> _Texte du document_:
********
36Simon écoute, et enregistre. Et c’est à ce processus qu’il nous rend attentifs, de par la distance qu’il instaure progressivement avec ce système qui l’a produit. Il écoute beaucoup. Ses supérieurs, ses subalternes, et ses amis de l’autre monde aussi, ceux auprès de qui il cherche à retrouver une simplicité d’affect, de désir, un semblant de fête et d’humanité. Il fait ainsi entendre au spectateur les puissants effets de la norme, au plus près du langage de la rationalité technique devenu souverain abstrait, sans sujets. Ainsi dépossédé de ses référents éthiques et moraux, le langage apparaît comme le mode de gouvernement de la bureaucratie sur ses exécutants : le gouvernement du langage.

37Au cours de cette enquête, Simon est comme rattrapé par l’histoire ; il l’est de plusieurs façons : d’abord parce qu’il se trouve investi et chargé de la parole des pères, ses patrons, qui s’accusent mutuellement d’avoir dissimulé un passé obscur, le passé de leurs propres pères au sein du parti nazi et de ses exactions. Mais Simon est aussi poursuivi par l’histoire jusque chez lui, jusqu’à son domicile, où arrivent successivement plusieurs courriers, eux aussi délatifs, puis cryptés, codés, mêlant des rapports de l’entreprise à d’autres rapports administratifs plus anciens, émanant de l’administration nazie.
********
> _Tâche a_: Dans les entrées, reprenez les lignes allant de celle qui contient « Indicate the girl's » jusqu'à la fin des entrées incluse, en remplaçant « shelf-audit tool » par « stock-audit tool » sans rien changer d'autre. Laissez les images hors de la réponse.

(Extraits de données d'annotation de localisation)
********
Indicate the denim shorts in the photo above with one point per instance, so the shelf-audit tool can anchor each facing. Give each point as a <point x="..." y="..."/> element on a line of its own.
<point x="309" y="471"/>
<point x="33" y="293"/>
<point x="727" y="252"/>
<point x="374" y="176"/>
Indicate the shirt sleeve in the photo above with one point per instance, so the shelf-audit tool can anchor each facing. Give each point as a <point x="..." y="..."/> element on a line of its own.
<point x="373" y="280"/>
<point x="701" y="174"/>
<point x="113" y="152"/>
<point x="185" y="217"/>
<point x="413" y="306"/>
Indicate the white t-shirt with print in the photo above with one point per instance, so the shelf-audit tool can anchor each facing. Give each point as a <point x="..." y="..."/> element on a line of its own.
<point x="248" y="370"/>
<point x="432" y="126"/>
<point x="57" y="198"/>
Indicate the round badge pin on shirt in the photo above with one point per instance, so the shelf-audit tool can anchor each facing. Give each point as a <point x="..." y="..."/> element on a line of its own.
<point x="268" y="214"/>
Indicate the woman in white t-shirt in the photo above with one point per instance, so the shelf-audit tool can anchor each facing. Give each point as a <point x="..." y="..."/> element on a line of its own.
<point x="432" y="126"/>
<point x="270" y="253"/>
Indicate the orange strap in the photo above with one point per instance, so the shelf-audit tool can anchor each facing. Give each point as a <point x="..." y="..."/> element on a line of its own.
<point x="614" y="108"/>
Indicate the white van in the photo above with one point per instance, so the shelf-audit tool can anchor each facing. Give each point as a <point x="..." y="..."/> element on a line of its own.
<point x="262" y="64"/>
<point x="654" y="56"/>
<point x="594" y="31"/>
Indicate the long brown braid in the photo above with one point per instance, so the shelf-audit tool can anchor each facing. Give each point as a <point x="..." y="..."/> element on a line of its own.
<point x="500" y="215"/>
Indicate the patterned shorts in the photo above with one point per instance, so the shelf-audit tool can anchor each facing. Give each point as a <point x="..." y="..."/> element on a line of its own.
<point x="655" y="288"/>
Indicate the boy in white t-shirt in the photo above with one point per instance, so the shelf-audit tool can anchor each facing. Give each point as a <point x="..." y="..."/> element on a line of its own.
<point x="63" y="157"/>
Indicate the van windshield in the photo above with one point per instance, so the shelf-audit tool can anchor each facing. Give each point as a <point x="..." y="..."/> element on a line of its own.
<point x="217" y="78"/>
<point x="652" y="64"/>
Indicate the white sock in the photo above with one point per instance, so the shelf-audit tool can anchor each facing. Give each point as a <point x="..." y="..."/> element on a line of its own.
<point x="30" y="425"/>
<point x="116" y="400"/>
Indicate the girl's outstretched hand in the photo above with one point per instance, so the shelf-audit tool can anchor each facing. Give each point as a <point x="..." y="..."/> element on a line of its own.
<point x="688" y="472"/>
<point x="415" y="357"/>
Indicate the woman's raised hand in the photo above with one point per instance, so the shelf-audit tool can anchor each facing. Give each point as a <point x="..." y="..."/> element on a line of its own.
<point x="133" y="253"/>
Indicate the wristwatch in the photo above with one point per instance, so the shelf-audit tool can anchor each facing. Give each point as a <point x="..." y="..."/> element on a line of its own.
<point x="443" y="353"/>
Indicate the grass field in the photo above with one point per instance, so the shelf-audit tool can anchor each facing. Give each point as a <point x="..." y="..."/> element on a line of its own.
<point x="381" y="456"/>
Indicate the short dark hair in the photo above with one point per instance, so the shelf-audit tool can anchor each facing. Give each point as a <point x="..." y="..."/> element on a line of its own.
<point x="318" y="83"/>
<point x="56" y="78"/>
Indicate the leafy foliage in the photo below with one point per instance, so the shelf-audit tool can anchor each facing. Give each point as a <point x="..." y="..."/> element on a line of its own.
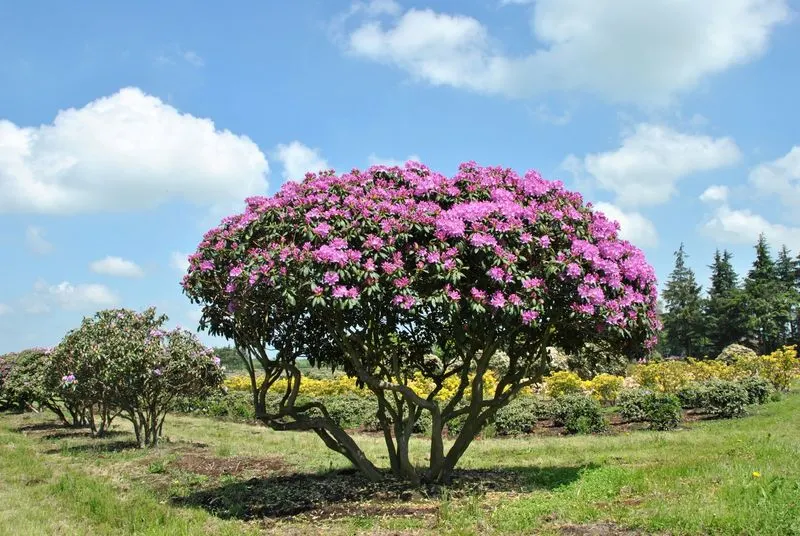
********
> _Tâche b_: Dans l'extrait sur Simon, quelles sont toutes les personnes que Simon écoute ?

> _Réponse complète a_:
Indicate the girl's outstretched hand in the photo above with one point per instance, so the stock-audit tool can anchor each facing. Give each point as a <point x="..." y="..."/> element on a line of its own.
<point x="688" y="472"/>
<point x="415" y="357"/>
Indicate the woman's raised hand in the photo above with one point per instance, so the stock-audit tool can anchor each facing. Give each point as a <point x="..." y="..."/> element on a line of its own.
<point x="133" y="253"/>
Indicate the wristwatch in the photo above with one point per instance, so the stock-audit tool can anchor each facing. Give each point as a <point x="..." y="..."/> element on a line of its own.
<point x="443" y="353"/>
Indicate the grass field in the photo above with one point per instance, so the stock-audit tool can anchor each facing. Give each point as a <point x="..." y="..."/> element on a line of its own.
<point x="381" y="456"/>
Indicate the short dark hair in the photo above with one point per instance, so the stock-audit tool can anchor each facing. Give each point as a <point x="..." y="..."/> element on a line of its own.
<point x="318" y="83"/>
<point x="56" y="78"/>
Indicate the leafy foliage in the photo below with one point per instance, so the stock-audit tool can anchor each facing. Give each point as a <point x="..." y="..."/> element on a line of its own.

> _Réponse complète b_:
- Ses supérieurs
- Ses subalternes
- Ses amis de l'autre monde